*Data for this exercise*
* * *

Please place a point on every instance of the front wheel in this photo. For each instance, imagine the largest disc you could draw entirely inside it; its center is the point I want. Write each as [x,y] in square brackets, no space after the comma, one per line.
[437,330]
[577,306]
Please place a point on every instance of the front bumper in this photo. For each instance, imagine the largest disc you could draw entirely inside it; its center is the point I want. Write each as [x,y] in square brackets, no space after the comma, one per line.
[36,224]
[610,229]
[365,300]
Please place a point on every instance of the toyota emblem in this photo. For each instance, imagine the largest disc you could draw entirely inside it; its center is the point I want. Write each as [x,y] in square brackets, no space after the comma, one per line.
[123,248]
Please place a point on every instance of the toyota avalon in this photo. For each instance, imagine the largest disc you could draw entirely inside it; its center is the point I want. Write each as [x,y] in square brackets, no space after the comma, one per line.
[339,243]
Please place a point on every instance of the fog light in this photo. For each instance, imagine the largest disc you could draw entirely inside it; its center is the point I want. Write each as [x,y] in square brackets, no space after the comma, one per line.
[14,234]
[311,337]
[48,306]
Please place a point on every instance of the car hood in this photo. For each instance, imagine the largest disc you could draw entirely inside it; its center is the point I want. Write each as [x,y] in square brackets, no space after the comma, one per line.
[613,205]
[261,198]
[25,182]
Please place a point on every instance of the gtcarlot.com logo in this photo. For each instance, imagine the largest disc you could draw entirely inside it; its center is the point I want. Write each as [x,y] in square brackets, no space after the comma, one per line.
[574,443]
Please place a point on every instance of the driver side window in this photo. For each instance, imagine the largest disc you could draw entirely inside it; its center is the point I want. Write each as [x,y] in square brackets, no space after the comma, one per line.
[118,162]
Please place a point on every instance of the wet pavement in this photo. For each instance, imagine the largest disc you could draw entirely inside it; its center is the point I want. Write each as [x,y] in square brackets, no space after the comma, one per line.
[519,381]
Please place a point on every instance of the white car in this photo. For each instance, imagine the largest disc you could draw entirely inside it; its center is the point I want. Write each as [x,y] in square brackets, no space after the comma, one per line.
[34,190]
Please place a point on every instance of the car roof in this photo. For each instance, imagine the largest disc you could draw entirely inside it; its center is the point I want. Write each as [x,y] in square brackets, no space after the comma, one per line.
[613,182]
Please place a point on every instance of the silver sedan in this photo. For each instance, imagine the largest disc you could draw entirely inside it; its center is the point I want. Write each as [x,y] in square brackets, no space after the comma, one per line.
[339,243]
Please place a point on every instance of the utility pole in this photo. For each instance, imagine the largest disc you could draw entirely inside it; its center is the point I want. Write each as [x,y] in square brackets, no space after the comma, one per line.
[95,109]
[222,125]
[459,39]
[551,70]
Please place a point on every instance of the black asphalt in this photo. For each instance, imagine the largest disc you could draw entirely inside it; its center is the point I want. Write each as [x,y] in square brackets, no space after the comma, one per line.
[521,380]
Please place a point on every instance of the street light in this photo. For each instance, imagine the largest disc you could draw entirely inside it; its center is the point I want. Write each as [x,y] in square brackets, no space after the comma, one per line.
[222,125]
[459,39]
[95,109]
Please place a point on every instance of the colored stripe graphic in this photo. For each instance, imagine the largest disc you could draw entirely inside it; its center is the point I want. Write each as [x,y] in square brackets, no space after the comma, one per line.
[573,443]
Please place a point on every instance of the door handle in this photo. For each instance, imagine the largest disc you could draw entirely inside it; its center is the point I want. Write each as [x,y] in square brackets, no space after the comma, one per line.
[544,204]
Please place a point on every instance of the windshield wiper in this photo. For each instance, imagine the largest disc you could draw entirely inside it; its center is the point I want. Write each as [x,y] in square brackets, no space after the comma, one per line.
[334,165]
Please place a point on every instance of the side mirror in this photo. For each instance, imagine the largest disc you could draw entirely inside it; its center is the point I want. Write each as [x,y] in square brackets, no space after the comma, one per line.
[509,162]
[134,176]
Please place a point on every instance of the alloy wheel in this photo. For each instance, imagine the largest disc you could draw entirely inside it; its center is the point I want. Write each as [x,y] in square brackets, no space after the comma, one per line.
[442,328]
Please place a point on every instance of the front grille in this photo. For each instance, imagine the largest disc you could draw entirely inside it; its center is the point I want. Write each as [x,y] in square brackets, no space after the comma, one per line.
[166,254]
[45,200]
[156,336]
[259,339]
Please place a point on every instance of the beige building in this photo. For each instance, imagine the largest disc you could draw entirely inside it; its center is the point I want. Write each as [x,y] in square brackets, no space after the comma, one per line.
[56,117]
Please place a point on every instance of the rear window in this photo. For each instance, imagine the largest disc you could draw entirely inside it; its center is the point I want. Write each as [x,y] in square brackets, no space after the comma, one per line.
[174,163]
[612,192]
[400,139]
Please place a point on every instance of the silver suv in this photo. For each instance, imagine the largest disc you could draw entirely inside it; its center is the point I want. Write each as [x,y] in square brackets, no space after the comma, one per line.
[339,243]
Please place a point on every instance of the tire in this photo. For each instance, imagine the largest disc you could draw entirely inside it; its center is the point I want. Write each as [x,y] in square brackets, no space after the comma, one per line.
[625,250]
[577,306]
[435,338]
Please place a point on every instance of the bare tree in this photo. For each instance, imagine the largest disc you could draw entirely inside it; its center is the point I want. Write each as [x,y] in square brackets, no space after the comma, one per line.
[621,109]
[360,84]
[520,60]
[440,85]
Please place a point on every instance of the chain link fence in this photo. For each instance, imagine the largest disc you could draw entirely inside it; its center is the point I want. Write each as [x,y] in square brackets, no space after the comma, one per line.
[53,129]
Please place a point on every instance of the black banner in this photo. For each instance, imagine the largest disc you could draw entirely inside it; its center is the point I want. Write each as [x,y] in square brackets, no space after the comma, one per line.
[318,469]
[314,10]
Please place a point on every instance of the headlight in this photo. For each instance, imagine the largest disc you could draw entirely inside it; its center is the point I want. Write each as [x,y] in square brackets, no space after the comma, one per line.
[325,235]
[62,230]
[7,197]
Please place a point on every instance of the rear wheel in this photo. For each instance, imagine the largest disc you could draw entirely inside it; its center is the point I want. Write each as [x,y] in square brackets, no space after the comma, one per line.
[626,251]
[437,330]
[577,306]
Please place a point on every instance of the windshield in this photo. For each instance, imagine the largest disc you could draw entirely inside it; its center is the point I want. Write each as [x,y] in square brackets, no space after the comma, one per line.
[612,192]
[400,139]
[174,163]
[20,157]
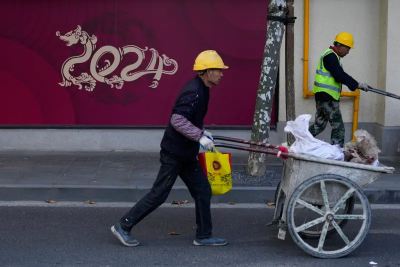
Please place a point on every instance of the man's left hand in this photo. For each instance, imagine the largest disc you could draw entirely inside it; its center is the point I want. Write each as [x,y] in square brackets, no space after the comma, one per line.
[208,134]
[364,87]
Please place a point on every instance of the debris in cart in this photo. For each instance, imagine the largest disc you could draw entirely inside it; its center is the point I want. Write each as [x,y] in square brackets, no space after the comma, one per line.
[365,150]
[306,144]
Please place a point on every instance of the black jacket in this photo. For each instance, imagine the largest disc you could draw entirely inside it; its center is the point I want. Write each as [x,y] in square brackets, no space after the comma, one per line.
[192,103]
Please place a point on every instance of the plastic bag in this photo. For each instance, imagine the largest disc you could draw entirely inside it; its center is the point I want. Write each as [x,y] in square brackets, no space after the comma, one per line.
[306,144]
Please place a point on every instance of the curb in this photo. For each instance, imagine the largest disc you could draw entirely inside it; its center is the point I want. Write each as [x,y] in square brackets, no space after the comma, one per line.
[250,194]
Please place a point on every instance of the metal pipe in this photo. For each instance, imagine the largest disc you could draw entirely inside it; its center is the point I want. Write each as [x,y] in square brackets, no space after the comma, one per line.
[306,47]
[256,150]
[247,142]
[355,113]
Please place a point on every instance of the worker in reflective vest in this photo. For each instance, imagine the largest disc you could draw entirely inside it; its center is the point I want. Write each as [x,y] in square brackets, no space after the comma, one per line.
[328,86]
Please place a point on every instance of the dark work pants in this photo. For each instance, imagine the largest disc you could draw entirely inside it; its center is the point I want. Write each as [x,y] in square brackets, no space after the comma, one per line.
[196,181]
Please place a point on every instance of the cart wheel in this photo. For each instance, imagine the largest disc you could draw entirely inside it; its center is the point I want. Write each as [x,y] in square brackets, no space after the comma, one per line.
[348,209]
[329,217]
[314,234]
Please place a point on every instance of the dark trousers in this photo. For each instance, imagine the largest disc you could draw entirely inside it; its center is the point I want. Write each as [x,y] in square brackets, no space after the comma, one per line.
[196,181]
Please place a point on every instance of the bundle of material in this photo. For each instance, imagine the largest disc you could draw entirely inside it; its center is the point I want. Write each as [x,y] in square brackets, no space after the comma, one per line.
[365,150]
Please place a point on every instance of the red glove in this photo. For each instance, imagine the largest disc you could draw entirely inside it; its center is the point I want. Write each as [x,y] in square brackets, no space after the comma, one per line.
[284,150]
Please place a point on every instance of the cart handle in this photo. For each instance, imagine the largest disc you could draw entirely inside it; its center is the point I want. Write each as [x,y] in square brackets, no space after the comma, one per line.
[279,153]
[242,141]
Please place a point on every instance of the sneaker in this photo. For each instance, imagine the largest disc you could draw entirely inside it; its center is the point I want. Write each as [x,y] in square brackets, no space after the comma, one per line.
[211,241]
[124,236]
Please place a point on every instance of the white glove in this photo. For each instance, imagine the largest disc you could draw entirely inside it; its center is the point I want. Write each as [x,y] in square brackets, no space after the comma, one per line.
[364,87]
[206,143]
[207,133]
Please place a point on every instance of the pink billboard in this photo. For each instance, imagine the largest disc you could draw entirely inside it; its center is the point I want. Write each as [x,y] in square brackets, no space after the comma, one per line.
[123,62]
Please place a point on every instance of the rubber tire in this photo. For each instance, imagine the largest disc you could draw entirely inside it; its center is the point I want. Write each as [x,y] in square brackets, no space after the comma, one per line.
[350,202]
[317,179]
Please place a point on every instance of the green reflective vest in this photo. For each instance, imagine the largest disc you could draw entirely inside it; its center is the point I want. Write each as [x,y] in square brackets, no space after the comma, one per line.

* * *

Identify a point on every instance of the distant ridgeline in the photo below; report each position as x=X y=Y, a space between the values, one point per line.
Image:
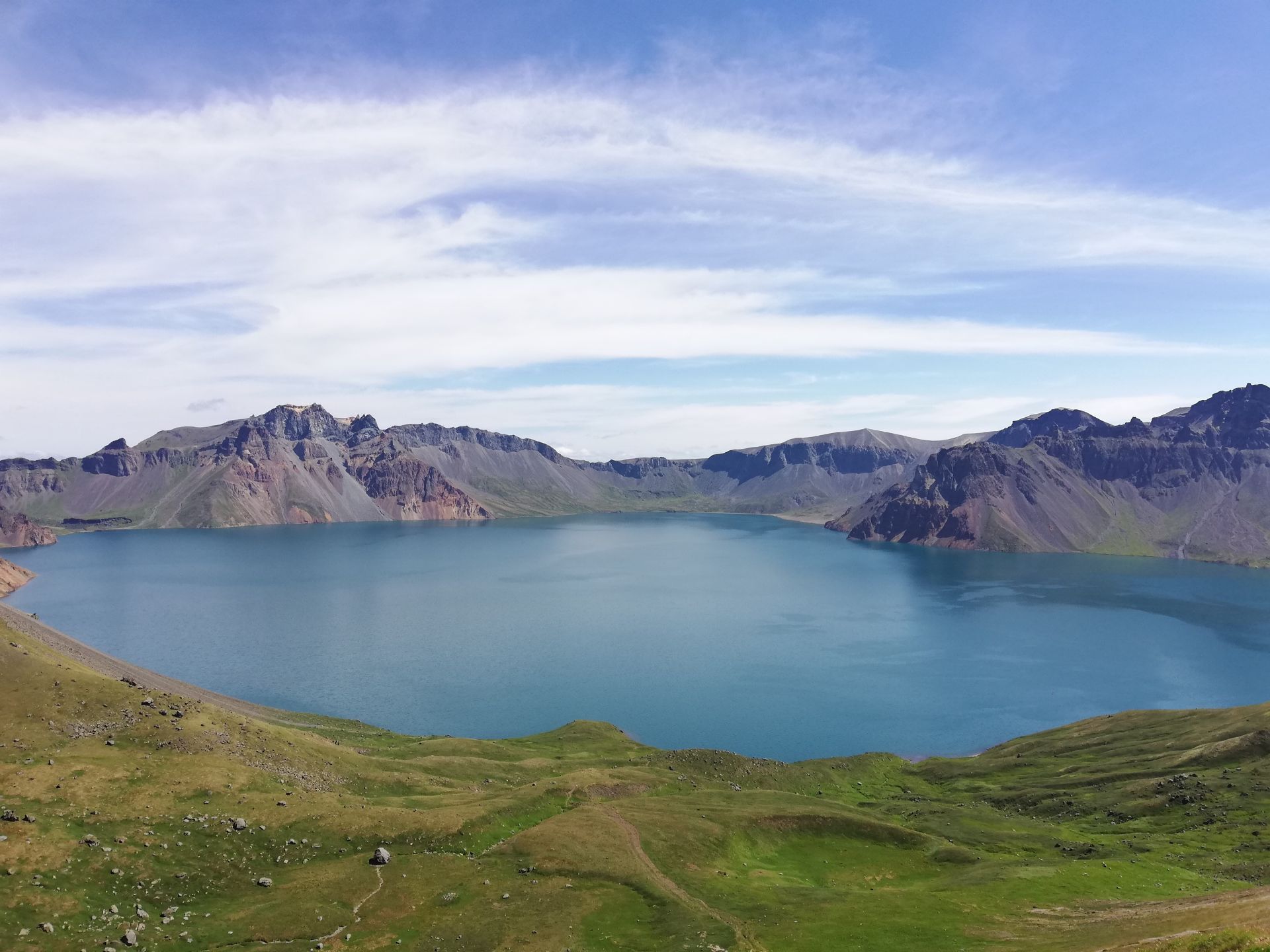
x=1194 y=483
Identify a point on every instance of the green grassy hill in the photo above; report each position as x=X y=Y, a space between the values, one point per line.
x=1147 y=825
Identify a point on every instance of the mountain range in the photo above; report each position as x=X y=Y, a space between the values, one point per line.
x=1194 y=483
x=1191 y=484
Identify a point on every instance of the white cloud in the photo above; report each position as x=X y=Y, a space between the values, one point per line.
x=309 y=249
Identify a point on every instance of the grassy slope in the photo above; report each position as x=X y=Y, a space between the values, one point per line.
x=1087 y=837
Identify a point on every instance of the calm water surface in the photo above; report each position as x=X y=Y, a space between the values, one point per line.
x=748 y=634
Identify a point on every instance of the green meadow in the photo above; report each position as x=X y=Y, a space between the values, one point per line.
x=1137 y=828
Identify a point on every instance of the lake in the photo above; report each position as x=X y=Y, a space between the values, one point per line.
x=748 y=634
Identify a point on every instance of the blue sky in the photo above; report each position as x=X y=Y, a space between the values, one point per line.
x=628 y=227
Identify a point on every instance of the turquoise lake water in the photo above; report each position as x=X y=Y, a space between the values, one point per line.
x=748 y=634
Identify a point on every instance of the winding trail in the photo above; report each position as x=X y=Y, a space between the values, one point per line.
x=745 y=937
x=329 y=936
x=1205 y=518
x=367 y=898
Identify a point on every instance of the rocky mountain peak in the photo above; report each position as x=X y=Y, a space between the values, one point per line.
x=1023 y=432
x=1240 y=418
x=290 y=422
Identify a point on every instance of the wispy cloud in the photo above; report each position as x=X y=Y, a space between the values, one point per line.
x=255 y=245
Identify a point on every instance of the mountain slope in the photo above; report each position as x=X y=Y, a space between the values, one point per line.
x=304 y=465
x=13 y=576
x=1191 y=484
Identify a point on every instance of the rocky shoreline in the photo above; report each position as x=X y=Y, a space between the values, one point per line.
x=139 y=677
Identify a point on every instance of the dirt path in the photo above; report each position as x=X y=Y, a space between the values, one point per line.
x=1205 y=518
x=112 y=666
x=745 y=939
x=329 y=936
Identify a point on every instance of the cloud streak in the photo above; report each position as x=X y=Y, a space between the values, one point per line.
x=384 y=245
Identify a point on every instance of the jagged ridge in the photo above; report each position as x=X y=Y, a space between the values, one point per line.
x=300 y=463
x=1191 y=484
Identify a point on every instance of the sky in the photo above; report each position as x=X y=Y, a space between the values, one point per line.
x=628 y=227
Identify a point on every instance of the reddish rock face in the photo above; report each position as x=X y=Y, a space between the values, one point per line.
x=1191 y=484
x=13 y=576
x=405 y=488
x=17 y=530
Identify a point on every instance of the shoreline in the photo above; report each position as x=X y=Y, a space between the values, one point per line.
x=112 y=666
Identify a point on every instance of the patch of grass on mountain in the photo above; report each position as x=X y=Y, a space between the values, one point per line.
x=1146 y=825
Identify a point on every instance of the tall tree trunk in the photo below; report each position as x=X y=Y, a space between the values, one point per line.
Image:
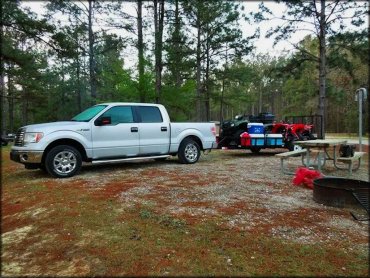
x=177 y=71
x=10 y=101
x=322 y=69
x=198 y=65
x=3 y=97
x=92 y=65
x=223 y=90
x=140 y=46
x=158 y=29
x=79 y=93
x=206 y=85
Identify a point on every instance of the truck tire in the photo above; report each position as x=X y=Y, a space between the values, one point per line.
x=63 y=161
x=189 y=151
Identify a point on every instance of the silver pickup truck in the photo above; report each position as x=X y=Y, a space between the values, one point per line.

* * *

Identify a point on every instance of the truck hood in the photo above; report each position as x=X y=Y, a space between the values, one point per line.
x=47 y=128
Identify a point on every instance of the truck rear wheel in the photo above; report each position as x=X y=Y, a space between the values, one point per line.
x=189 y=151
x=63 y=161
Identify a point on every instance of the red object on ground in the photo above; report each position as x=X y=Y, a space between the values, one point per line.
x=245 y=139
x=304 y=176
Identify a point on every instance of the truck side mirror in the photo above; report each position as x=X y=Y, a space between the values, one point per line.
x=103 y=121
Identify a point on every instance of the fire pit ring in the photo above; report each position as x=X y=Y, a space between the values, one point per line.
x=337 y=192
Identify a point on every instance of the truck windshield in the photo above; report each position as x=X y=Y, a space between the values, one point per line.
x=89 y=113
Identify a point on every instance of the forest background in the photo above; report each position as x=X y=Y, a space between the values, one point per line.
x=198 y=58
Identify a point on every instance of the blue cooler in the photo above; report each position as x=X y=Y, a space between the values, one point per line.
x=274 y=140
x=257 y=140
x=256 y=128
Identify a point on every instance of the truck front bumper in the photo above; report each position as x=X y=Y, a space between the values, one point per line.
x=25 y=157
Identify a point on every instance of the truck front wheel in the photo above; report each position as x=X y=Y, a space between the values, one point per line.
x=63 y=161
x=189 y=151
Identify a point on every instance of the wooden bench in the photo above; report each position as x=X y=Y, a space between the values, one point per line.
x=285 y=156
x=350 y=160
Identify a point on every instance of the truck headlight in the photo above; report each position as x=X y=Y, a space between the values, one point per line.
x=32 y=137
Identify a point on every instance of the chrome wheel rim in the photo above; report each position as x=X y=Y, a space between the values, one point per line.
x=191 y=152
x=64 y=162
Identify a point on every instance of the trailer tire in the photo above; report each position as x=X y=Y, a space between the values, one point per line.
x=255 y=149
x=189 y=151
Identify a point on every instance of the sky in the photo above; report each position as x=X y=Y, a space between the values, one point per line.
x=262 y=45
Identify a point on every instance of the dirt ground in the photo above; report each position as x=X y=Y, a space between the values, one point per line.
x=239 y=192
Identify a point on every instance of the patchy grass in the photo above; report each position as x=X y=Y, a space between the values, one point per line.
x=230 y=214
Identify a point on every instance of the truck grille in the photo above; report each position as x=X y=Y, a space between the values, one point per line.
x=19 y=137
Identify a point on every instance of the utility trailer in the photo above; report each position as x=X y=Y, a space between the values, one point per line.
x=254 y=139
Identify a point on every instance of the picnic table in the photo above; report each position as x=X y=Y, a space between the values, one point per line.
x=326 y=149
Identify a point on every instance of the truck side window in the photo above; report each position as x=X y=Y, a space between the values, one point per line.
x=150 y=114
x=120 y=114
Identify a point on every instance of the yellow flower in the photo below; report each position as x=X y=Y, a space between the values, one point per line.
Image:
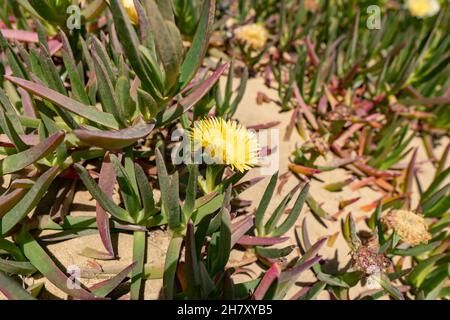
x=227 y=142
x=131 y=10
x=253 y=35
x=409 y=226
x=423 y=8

* * *

Gather all lines of the records that include the word "below".

Identify a point on every instance of the distant ridgeline in the photo below; report each position as x=X y=Y, a space between the values, one point per line.
Identify a point on every instance of the tall tree trunk in the photo below; report each position as x=X y=Y, a space between the values, one point per line.
Identify a point on every instance of the yellow flower in the photo below; report each position as x=X y=Y, a space between the values, one point per line.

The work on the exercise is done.